• _EXERCISES TO COMPLETE_
a. In the text on the body positivity movement, by what percentage is the chance of developing depression said to increase for obese people?
b. Condense the paragraph beginning "These ideas hurt people" in the text on the body positivity movement, keeping its main facts.
c. Resume the text on the body positivity movement, picking up after its final sentence.

• _DOCUMENT TEXT_
Health has to have an objective standard, otherwise, anything could be considered healthy. The body positivity movement recognizes this when it comes to eating disorders but contradicts itself when it comes to obesity. How does the movement resolve this contradiction? Through the assumption that every desire the body has, such as the desire for food, should be fulfilled. This way, the movement is able to call obesity healthy, since it fulfills bodily desires, without making the same claim about eating disorders.
Elizabeth Scott from The Body Positive says, “Listening to our own intuition, the wisdom of our bellies and our bones, is the path to freedom and to boldly living our precious lives.”
But the truth is the body often wants what’s bad for it.
Lie #2 – If I Don’t Feel Like Exercising, Then I Shouldn’t
These ideas hurt people since obesity doesn’t just affect your physical health but also your mental health. The article "Obesity and Mental Health: Is There a Link?" from the Obesity Action Coalition mentions that obese people have a 55% increased chance of developing depression. The body positivity movement wants to ignore these stats though. In fact, it promotes a lack of self-discipline and normalizes subpar health, which increases obesity.
Connie Sobczak, also from The Body Positive, says, “I… honor the days when I don’t have the energy to move, and do so without guilt. I allow myself to naturally put on winter weight without feeling anxious.”
Obese people have a 55% increased chance of developing depression.
Sobczak encourages laziness even though it increases mental illness rather than alleviating it. Exercise causes the brain to release endorphins which help fight depression and anxiety. By skipping exercise, you miss out on these necessary chemicals.
A study from the American Journal of Public Health also shows Sobczack to be wrong. It showed a connection between an unhealthy diet and worse mental health as well as a connection between a healthy diet and better mental health.

• _DATA FOR ANALYSIS_
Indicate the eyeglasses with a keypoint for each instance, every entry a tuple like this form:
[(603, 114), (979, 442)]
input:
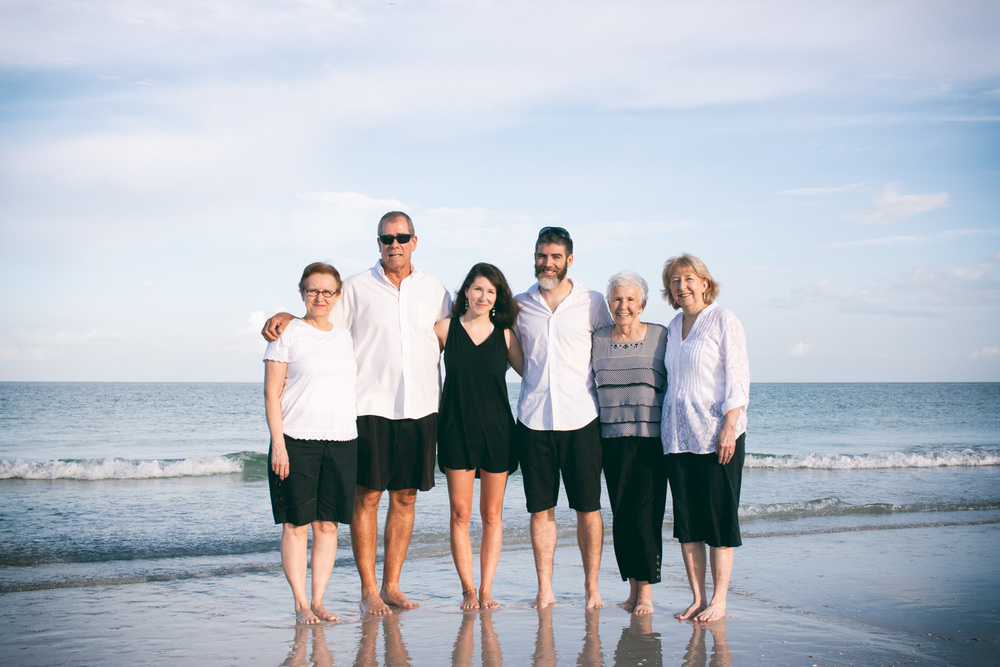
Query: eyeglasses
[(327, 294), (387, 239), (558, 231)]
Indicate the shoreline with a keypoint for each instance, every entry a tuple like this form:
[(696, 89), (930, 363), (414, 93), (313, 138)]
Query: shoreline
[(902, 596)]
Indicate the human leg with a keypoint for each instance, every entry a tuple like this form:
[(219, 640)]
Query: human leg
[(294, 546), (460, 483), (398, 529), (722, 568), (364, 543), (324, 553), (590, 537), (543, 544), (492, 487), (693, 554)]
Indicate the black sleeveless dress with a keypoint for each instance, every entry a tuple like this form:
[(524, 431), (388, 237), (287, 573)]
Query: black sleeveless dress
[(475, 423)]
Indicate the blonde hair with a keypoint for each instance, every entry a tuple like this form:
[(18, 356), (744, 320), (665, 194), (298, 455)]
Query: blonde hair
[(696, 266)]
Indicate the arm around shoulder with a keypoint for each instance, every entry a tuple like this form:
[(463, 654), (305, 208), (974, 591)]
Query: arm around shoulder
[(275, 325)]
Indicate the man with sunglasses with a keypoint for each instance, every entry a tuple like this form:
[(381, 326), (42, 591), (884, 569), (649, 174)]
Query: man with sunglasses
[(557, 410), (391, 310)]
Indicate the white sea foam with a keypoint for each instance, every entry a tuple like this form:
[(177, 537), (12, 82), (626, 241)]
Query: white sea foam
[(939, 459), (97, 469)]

...

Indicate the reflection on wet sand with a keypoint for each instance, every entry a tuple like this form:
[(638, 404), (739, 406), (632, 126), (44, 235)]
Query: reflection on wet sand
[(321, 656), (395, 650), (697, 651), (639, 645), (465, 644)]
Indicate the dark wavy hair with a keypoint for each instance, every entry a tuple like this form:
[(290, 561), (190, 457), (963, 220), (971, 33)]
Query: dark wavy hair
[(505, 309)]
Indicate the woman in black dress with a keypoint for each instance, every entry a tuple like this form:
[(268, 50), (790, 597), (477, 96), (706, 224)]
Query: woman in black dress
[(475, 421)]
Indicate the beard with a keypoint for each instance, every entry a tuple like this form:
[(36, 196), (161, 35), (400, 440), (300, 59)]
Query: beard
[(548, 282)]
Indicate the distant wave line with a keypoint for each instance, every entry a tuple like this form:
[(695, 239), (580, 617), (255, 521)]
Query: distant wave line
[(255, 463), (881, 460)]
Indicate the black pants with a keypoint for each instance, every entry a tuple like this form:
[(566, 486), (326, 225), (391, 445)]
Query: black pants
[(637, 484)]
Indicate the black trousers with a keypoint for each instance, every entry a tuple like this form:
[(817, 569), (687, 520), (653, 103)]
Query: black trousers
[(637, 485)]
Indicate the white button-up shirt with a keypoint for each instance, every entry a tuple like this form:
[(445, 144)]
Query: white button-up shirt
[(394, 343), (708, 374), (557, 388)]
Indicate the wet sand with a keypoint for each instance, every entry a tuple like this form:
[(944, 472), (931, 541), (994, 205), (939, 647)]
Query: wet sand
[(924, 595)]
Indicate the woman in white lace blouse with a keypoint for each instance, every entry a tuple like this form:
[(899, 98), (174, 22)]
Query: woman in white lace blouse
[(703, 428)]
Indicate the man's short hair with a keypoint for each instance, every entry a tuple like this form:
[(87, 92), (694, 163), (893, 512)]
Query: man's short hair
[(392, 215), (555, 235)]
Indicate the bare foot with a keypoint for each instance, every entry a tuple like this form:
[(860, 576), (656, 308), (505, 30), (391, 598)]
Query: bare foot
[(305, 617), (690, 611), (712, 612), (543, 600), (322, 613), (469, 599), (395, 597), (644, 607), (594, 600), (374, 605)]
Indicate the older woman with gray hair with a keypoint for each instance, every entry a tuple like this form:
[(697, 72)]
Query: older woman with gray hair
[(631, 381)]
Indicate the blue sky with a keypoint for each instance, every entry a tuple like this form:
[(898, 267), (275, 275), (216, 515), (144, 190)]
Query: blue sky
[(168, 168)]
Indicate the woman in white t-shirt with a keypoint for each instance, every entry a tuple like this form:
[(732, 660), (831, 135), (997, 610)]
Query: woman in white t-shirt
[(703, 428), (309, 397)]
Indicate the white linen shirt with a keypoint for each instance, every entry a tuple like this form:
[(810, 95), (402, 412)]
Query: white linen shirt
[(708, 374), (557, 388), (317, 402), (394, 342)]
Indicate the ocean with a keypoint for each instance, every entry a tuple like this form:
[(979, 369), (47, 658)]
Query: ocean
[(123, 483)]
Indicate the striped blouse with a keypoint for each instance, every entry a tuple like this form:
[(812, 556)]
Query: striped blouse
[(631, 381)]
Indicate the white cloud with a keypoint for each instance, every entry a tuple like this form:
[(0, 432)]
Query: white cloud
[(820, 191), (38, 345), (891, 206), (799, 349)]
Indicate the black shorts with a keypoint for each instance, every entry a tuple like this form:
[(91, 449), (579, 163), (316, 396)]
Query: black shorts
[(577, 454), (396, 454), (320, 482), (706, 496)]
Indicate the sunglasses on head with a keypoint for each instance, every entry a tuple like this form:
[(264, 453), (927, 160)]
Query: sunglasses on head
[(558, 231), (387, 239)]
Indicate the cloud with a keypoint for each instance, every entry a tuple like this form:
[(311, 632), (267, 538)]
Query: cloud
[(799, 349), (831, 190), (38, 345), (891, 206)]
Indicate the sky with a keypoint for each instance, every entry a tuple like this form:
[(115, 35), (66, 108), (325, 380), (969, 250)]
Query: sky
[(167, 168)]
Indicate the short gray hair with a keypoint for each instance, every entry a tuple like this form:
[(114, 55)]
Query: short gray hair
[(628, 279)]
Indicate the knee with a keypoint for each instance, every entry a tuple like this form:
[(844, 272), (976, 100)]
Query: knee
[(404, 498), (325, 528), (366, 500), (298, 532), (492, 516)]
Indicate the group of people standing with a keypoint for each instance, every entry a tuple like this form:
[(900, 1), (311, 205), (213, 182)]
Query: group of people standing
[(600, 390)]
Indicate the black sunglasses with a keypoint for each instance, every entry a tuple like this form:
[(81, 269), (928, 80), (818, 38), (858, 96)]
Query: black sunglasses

• _TASK ANSWERS_
a. 55%

b. Obesity harms mental as well as physical health. The Obesity Action Coalition article "Obesity and Mental Health: Is There a Link?" states that obese people have a 55% increased chance of developing depression. The body positivity movement ignores such figures and, by promoting a lack of self-discipline and normalizing subpar health, increases obesity.

c.
Lie #3 – Any Pressure To Improve My Health Is Bad
Sobczak insists that any kind of pressure to be healthy is bad. She says, “Let’s not make life harder by criticizing our bodies and beating ourselves up for indulging in the flavors and sensations of the season. Let’s remember that spring always does follow winter, and our desire to move more and eat a lighter fare will naturally return…Our moods will lift as the light and warmth return to our part of the planet, and our ability to function in all parts of our lives will improve as our energy returns.”
There is some truth in what Sobczak is saying. Relaxing is sometimes necessary. But taking breaks too frequently and allowing yourself to play a passive role in your own life can turn into an unhealthy habit. Sobczak claims that as the seasons change, energy will return. But does spring really provide this guarantee? Or will the habit have become too solidified to be reversed with just a change in weather?
The body positivity movement tries to solve our culture’s skinny obsession through the opposite extreme. A better solution is to take the middle ground: to love your body at whatever weight but at the same time work towards being healthier.